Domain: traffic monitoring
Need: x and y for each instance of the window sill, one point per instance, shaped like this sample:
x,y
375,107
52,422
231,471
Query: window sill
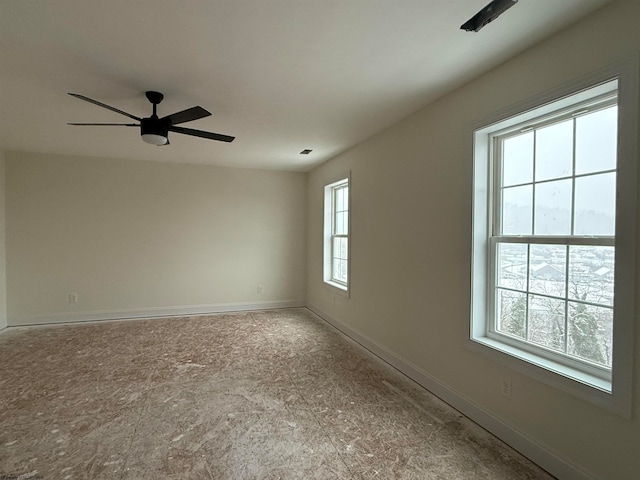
x,y
337,288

> What is being asked: Copy all of the listing word for word, minus the images.

> Output for this task:
Domain: traffic monitoring
Need: x and y for each instance of the window sill, one point per instance, shaped like this sample:
x,y
375,107
52,422
231,471
Query: window sill
x,y
337,288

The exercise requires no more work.